- WHAT YOU ARE ASKED TO DO
Reproduce all of the data that follows, character for character.

── TASK INPUTS

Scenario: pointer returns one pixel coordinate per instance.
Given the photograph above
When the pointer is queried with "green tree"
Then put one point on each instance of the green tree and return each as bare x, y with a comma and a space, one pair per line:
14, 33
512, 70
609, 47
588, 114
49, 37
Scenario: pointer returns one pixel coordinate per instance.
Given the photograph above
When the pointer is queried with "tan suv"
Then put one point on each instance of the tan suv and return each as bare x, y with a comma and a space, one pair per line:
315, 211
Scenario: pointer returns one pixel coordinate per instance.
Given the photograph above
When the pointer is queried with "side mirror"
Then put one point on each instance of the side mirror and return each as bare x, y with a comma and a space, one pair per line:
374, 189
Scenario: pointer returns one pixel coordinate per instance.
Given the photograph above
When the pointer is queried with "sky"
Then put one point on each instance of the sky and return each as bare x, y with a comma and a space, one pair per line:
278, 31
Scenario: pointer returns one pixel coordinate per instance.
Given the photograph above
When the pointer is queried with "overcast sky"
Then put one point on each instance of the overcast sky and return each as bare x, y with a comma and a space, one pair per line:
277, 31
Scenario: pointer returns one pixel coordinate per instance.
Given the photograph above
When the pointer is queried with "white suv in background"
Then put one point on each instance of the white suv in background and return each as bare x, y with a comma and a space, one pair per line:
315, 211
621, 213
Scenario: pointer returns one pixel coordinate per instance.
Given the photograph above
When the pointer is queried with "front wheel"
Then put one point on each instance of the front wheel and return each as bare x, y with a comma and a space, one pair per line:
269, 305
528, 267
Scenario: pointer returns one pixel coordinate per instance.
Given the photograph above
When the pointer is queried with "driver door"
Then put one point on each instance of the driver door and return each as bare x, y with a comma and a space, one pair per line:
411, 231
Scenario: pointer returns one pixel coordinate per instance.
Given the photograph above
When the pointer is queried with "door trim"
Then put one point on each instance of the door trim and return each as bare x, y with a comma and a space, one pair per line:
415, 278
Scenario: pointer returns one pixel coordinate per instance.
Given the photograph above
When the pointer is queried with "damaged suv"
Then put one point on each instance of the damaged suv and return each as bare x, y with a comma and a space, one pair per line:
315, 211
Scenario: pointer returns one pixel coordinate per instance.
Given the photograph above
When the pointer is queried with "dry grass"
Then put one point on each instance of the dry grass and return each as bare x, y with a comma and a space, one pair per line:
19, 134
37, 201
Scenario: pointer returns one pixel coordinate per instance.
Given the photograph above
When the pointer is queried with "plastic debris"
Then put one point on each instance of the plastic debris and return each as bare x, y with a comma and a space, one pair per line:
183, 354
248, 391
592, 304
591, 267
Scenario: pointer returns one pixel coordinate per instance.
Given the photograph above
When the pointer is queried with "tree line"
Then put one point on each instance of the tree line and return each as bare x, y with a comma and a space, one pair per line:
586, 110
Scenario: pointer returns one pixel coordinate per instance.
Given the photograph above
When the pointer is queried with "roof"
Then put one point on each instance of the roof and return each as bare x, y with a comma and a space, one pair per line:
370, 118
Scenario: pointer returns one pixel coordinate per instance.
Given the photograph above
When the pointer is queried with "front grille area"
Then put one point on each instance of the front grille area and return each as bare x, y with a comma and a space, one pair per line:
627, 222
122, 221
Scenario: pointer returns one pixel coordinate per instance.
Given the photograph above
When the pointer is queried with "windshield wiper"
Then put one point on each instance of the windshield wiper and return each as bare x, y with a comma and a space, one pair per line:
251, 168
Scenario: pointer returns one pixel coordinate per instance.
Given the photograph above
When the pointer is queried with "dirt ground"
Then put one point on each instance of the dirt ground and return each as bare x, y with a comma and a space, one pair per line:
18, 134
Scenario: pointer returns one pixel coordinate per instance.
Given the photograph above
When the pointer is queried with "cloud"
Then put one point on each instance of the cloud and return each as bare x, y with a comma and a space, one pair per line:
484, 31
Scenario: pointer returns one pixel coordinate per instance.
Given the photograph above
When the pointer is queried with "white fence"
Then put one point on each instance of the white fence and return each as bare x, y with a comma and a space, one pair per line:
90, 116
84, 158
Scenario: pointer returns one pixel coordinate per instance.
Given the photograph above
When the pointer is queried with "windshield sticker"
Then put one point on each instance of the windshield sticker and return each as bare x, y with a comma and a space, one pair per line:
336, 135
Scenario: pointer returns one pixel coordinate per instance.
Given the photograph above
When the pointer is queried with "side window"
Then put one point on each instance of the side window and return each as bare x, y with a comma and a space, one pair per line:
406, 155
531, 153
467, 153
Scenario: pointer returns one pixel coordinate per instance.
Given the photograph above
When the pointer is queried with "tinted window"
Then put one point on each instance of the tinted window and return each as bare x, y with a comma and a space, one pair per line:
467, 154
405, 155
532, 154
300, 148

────

- SOLUTION BELOW
Scenario: pointer returns one pixel coordinate per instance.
Given the photograph above
When the pointer is queried with "green tree"
Then put one point on each instance of the green tree and return each as bare x, y with a comma and a space, one pair per line:
14, 33
512, 70
609, 47
588, 114
49, 37
Scenario: pointer returns one pixel coordinate per instance.
Given the photograph above
When the pointer is queried with "tan suv"
Then put one point on each instance of the tan suv and return each as bare x, y with a comma and a space, one pair per line:
315, 211
Scenario: pointer returns one pixel coordinate per instance.
Given the photograph above
When the pointer is queried with "side mirror"
Then put one point on each instance of the side mirror and return each as bare x, y with a comma and a space, one pair per line:
374, 189
Scenario: pointer returns one pixel coordinate per instance.
Given the photograph above
When the pointer is queried with "sky"
Then put one point on each instance of the sky and return each as bare x, y with a comma and a space, one pair per line:
278, 31
Scenario: pointer returns one pixel coordinate per instance.
Given the photograph above
When the pointer is queried with "overcast sky"
Then put one point on each instance of the overcast sky and return each as bare x, y with a comma and a space, one pair per line:
277, 31
Scenario: pointer returns one pixel coordinate per instance.
Given the photograph above
When the pointer is queried with "white suv in background"
Then put one point on each instance of the white suv in background and return each as bare x, y with a comma and a space, one pair per line:
315, 211
621, 213
Scenario: pointer returns one pixel coordinate per instance.
Given the photograph above
When the pointer is queried with "front wheel"
Then put one point on each instance of the front wheel and return each as bare x, y with a comma and a space, one pair per line:
269, 305
528, 267
Scenario: pointer returns one pixel coordinate per instance.
Given the photograph above
When the pointer is queried with "driver door"
Then put one point on each instance of the driver door and return each as bare x, y with a comma and a space, one pair per line:
411, 231
Scenario: pointer returns one pixel coordinate per instance.
Given the photograph above
When the pointer is queried with "door trim"
Then put one point on each instance of the door trim and return each as bare x, y with a comma and a space, one pair per line:
415, 278
Scenario: pointer returns one pixel coordinate per instance.
Given the photograph above
When the pointer is queried with "damaged suv"
Then put one point on each instance of the damaged suv and return each as bare x, y with a comma and a space, one pair per line:
315, 211
Scenario: pointer returns one pixel coordinate per instance.
Given the photograph above
When the pointer is queried with "dry grass"
Then put one point on each instance of the dry grass and return each as bare x, y with a comma and a space, one pair per line:
19, 134
37, 201
Scenario: pointer returns one pixel coordinate per instance.
Given the photograph above
When the pointer is queried with "plastic debris"
Then put one point on each instance of the plastic debris and return each as bare x, y with a comma and a space, one pair per line:
183, 354
248, 391
592, 304
591, 267
Scenario: pointer returns one pixel coordinate per instance.
Given the photograph above
When the pointer is queried with "tree line"
Then put one point on each instance of the tree line and return each as bare x, y with a comma and a space, one pair per line:
586, 110
Scenario: pointer returns one pixel coordinate per instance.
Given the photograph above
When the pointer is queried with "roof"
Then put one point on each instance of the roof and return each as bare x, y with a comma and a space, one pair per line:
370, 118
Scenario: pointer returns one pixel coordinate per instance.
Given the photograph above
When the pointer is queried with "front grille area"
Then put one point on each instance of the front grille area and return each as bare x, y with a comma and a space, one pair per line:
627, 222
122, 221
Scenario: pointer returns one pixel coordinate per instance.
Given the photograph above
When the pointer is queried with "windshield wiper"
Then put one point on each instance of the windshield wiper and return each as bare x, y with a comma and a space, one pair per line:
251, 168
Scenario: pointer returns one pixel coordinate per instance.
Given the photograph above
When the pointer is queried with "dirt ground"
Then put one point on each instance of the dirt ground and return each as bare x, y with a comma and a space, one pair per line:
18, 134
Scenario: pointer returns one pixel coordinate per instance.
Given the photograph above
When the pointer is queried with "cloud"
Then put one point on each instance of the cloud and return each as bare x, y with a comma and a space, one pair per line:
484, 31
Scenario: pointer returns one pixel coordinate per instance.
Given the photograph above
When the pointer is queried with "white fence"
Then put one point on each instance of the white fence and return each as bare x, y with a comma and a space, one pair per line:
90, 116
84, 158
Scenario: pointer returns one pixel coordinate per instance.
Given the photograph above
When the pointer is queried with "windshield sticker"
Then put one point on each instance of the windshield sticker and return each as bare x, y with a comma and a space, one pair per line:
336, 135
Scenario: pointer returns one pixel coordinate per instance.
Given the photograph above
When the pointer is queried with "side window"
Then put one point on each instance of the side window and return each as bare x, y with a comma and a space, one pair per line:
406, 155
531, 153
467, 153
Scenario: pointer returns one pixel coordinate per instance.
Given the photograph above
When the pointer is queried with "tinted window"
Then put one point on each instance of the tinted window and return each as bare x, y with a comma and a space, one pair per line:
467, 154
405, 155
532, 154
300, 148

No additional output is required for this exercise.